##### Dataset content
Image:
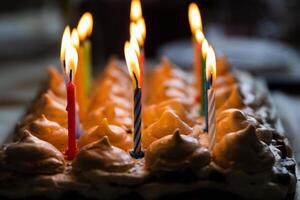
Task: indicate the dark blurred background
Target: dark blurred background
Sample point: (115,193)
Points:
(259,36)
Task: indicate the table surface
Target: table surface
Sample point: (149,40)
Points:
(20,81)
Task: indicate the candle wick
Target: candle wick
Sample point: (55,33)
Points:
(70,75)
(136,81)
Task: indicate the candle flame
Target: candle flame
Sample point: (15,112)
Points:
(132,63)
(135,45)
(136,32)
(211,64)
(71,59)
(135,10)
(199,36)
(205,48)
(85,26)
(142,27)
(65,42)
(75,38)
(194,18)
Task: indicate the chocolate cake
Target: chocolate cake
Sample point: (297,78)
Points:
(251,159)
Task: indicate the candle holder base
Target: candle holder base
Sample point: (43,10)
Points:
(137,154)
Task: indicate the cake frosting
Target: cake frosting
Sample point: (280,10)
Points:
(116,135)
(251,157)
(176,152)
(152,113)
(103,156)
(31,155)
(114,114)
(235,100)
(53,109)
(166,125)
(242,150)
(49,131)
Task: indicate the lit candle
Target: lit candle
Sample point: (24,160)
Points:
(75,42)
(71,58)
(134,71)
(135,10)
(138,30)
(210,115)
(203,55)
(196,29)
(84,77)
(64,43)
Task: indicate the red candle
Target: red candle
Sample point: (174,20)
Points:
(71,152)
(197,69)
(71,66)
(141,63)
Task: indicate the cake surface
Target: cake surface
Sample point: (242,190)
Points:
(251,158)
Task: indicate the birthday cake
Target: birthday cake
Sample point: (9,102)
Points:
(251,157)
##########
- _Given instruction_
Rewrite the lines from the one containing "Task: indicate the red candle" through the last line, keeping the request lines. Scale only the answer point coordinates by multiplying each number by 1.35 and rounding to a whole number, with halves rounded up.

- _Exercise response_
Task: indicate the red candle
Target: red candle
Sample point: (174,20)
Points:
(96,205)
(266,93)
(96,89)
(190,85)
Task: indicate the cake surface
Target: cake surface
Sample point: (242,190)
Points:
(339,213)
Task: indicate the birthday cake
Target: birthday cake
Sample point: (9,102)
Points:
(339,212)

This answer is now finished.